## Exercise directions
Reproduce the part of the page excerpt between "The properties of" and "generated or analyzed.", inclusive.

## Page excerpt
The properties of freely circulating GRIs are modulated by three design variables: kf, Keq, and the dosage. We term each distinct permutation of the three a potential GRI design or a candidate, with its own hyper- and hypoglycemic risks. By probing the kf-Keq-dosage parameter space, the in silico preclinical simulations identify regions free from the said risks. Finally, this simulation study is repeated for humans as well using the model of Bakh et al. (5). An interspecies cross-comparison reveals the similarities and dissimilarities among humans, rats, and mice and provides insights on drug translatability.

Data and Resource Availability

The data used in this study are available from the corresponding author upon request. No applicable resources were generated or analyzed.

(Segmentation mask data)

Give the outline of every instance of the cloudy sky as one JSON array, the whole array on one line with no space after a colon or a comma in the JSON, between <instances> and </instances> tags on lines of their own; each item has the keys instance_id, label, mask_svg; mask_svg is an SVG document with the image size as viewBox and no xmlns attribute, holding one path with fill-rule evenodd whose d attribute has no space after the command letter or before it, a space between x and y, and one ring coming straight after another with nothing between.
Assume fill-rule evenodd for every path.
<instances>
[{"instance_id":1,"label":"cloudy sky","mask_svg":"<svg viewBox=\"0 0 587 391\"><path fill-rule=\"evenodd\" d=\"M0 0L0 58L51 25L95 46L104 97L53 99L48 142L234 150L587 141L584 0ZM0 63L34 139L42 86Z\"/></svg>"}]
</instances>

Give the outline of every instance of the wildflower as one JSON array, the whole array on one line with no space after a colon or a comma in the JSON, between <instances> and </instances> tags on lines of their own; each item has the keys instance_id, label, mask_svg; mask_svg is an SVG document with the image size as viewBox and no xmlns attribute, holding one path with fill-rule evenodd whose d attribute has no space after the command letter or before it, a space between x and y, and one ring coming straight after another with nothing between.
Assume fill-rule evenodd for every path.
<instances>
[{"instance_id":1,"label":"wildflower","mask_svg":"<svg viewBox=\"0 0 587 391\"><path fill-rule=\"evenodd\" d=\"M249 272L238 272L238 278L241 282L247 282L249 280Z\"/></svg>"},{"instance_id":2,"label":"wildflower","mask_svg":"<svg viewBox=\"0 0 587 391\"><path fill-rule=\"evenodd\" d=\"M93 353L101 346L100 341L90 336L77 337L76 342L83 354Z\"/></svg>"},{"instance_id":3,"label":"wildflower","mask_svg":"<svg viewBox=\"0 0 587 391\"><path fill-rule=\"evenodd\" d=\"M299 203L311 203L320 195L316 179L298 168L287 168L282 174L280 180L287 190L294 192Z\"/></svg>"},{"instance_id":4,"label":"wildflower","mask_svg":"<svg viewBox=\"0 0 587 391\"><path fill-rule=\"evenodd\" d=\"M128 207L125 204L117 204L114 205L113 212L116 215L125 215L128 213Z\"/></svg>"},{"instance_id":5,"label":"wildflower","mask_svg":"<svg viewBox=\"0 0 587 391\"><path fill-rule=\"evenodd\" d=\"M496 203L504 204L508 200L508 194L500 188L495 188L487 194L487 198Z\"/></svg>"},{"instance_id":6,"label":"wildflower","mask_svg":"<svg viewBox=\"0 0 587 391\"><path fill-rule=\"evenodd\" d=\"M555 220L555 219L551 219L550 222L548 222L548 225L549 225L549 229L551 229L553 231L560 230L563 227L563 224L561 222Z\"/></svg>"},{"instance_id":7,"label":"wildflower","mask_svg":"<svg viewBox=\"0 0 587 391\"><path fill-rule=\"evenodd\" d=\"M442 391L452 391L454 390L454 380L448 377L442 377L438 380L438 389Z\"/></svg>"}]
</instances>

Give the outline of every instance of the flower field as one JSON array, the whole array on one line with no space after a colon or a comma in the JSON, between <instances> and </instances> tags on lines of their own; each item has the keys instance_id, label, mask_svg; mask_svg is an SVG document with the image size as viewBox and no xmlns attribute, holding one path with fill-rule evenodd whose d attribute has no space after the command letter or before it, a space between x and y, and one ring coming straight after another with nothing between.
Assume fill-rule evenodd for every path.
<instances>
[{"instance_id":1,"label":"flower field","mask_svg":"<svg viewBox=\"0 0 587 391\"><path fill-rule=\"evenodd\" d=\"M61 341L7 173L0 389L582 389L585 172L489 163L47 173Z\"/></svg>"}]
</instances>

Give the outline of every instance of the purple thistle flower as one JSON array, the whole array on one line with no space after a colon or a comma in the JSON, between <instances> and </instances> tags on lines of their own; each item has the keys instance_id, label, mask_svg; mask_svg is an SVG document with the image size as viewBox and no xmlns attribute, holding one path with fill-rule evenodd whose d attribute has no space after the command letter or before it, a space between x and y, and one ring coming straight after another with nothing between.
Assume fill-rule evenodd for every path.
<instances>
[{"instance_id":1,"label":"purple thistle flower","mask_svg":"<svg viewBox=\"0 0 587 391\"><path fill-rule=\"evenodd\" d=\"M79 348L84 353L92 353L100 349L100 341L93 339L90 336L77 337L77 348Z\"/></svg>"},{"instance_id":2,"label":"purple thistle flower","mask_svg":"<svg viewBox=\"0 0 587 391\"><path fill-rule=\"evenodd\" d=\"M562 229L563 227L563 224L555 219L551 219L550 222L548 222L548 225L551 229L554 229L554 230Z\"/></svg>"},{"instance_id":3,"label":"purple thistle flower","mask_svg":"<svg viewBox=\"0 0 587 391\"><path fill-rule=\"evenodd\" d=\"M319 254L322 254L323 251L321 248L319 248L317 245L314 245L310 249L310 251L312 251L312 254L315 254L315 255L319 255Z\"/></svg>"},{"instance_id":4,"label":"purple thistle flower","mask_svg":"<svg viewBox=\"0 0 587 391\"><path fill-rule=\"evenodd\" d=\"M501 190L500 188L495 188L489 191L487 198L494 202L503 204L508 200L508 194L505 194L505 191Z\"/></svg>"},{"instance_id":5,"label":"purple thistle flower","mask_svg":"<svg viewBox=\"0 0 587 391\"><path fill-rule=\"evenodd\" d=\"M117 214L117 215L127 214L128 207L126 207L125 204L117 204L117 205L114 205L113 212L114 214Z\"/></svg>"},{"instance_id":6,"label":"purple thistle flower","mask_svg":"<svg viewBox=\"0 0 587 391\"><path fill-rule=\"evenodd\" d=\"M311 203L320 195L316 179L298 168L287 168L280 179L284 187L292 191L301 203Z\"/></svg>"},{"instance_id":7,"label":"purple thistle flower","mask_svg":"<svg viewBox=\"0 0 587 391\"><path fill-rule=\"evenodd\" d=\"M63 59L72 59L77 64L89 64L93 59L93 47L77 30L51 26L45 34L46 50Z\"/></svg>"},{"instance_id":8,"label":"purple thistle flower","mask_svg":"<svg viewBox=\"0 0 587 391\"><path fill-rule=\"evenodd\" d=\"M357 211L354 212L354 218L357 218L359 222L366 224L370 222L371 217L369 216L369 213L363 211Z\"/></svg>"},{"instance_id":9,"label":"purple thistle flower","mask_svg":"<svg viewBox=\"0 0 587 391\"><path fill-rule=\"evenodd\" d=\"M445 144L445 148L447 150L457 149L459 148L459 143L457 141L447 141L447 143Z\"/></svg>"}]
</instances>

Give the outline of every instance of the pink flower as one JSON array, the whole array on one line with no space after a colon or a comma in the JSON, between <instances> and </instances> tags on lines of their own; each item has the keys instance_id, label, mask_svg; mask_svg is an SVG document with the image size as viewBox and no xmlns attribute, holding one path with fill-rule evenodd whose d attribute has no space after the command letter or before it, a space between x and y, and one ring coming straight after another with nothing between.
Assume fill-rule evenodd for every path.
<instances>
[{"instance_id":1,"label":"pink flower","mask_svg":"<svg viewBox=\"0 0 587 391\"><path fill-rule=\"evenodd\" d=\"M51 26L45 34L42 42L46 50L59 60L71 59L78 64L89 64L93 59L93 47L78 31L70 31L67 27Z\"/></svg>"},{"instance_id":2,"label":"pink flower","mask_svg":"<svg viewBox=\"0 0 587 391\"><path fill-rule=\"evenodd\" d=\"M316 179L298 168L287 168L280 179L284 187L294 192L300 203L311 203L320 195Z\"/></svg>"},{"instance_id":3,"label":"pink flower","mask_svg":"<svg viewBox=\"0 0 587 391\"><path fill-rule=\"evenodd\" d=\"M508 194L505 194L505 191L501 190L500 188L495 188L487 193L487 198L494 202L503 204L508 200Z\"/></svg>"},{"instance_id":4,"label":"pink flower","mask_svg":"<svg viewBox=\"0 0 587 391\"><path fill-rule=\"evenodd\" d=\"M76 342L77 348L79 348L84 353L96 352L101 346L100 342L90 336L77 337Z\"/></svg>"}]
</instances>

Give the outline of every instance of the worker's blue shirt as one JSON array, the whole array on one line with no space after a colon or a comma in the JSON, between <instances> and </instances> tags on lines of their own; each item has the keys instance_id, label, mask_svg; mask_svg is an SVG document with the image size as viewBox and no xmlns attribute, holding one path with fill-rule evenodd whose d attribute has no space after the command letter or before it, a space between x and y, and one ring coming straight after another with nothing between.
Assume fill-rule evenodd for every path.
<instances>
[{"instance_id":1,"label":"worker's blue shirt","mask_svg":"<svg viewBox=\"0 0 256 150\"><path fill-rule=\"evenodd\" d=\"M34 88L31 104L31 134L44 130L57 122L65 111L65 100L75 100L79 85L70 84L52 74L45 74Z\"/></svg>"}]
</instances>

## Exercise output
The properties of freely circulating GRIs are modulated by three design variables: kf, Keq, and the dosage. We term each distinct permutation of the three a potential GRI design or a candidate, with its own hyper- and hypoglycemic risks. By probing the kf-Keq-dosage parameter space, the in silico preclinical simulations identify regions free from the said risks. Finally, this simulation study is repeated for humans as well using the model of Bakh et al. (5). An interspecies cross-comparison reveals the similarities and dissimilarities among humans, rats, and mice and provides insights on drug translatability.

Data and Resource Availability

The data used in this study are available from the corresponding author upon request. No applicable resources were generated or analyzed.